A midi, je passe le point culminant de l’Oregon sur le PCT, à 2308m. C’est l’occasion d’évacuer les « on-dits » sur la platitude de l’Oregon. Même si l’on n’atteint pas une altitude de fou et que ce point culminant ne représente aucune difficulté, il vient après une belle montée.
Je tombe sur un couple de canadiens que je n’arrête pas de « leapfroguer » (croiser) aujourd’hui.
C’est un couple qui devait faire le PCT du Nord au Sud mais qui, en raison de la neige tardive dans le Washington, a dû s’en remettre à une autre stratégie. Ils ont démarré finalement du milieu de la Californie pour aller dans le sens du nord et ils reviendront plus tard pour faire le Sud de la Californie. Ils me parlent de la fameuse traversée du Canada, le Great Divide Trail, un autre projet qui vient nourrir tous les autres dont j’ai entendu parler depuis mon départ.

> Problèmes à résoudre
1/ D'après le récit, à quelle altitude se trouve le point culminant de l'Oregon sur le PCT ?
2/ Recopiez le passage du récit qui commence à « C’est un couple » et se termine à « depuis mon départ. ».
Appuyez-vous uniquement sur le récit.

> Informations sources
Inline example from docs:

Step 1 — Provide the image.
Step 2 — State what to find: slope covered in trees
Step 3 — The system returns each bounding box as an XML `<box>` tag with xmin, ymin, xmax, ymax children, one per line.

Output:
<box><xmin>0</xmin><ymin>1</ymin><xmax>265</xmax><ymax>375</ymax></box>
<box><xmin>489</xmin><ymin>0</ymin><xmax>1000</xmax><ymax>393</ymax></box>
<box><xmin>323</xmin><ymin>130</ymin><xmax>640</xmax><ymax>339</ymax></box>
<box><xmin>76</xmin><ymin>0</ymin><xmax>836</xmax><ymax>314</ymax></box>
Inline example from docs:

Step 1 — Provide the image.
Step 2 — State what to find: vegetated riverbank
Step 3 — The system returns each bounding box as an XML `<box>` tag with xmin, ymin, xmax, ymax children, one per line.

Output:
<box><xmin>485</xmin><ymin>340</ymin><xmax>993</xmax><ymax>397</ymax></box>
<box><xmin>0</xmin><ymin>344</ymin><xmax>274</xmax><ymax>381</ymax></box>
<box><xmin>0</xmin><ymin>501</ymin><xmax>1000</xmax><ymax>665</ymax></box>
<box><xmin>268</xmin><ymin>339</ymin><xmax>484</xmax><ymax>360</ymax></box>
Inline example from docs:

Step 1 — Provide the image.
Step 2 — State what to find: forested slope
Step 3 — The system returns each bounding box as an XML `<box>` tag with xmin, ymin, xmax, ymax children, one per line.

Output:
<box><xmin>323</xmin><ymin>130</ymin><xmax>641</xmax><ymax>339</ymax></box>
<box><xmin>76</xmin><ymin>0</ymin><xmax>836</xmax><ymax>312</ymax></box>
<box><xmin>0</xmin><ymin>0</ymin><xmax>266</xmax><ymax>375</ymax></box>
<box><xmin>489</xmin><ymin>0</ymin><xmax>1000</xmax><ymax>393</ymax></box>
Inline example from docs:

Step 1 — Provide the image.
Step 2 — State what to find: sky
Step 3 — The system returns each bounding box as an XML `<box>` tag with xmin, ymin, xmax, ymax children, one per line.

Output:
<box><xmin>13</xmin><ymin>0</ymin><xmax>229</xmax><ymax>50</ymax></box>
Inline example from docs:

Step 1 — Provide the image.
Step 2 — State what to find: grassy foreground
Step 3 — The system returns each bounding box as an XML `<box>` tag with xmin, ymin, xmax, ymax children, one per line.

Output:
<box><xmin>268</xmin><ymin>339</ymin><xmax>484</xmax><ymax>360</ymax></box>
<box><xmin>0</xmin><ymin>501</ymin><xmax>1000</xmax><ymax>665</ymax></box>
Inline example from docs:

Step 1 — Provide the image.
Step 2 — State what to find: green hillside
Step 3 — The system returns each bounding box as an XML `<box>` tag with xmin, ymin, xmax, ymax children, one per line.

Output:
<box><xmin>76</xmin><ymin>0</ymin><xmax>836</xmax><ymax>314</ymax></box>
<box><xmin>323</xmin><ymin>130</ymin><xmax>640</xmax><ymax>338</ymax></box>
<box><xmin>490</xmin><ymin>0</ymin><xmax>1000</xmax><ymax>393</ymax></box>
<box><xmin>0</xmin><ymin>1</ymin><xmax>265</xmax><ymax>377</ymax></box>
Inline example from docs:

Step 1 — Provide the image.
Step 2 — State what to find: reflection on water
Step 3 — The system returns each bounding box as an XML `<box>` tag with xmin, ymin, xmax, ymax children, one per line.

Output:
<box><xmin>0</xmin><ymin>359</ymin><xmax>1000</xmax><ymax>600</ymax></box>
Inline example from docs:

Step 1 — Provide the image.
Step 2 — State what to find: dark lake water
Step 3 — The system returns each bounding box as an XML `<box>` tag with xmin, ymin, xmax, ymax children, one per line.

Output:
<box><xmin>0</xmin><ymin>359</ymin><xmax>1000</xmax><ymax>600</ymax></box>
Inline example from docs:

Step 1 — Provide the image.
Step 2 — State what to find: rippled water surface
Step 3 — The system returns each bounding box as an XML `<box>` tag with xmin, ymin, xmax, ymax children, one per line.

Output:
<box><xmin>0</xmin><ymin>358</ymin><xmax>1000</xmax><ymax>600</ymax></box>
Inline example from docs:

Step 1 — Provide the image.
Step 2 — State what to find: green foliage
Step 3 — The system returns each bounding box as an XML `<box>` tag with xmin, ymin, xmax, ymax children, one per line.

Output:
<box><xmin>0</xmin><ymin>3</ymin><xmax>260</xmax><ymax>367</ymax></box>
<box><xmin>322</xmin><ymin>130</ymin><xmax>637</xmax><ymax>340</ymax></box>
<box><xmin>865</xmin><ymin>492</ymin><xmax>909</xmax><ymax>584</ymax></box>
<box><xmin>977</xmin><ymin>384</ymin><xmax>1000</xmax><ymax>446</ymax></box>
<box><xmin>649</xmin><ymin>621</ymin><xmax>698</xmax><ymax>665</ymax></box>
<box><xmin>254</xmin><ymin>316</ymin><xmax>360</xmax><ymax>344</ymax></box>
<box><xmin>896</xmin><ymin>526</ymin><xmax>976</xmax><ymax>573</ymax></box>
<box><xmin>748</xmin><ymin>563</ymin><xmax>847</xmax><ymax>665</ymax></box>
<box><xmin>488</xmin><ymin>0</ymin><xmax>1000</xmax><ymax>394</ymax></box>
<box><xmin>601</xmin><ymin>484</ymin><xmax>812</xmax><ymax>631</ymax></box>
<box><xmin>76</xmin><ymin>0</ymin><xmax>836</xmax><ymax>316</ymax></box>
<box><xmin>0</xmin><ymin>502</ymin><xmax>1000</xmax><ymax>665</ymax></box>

> Solutions
1/ À 2308 m.

2/
C’est un couple qui devait faire le PCT du Nord au Sud mais qui, en raison de la neige tardive dans le Washington, a dû s’en remettre à une autre stratégie. Ils ont démarré finalement du milieu de la Californie pour aller dans le sens du nord et ils reviendront plus tard pour faire le Sud de la Californie. Ils me parlent de la fameuse traversée du Canada, le Great Divide Trail, un autre projet qui vient nourrir tous les autres dont j’ai entendu parler depuis mon départ.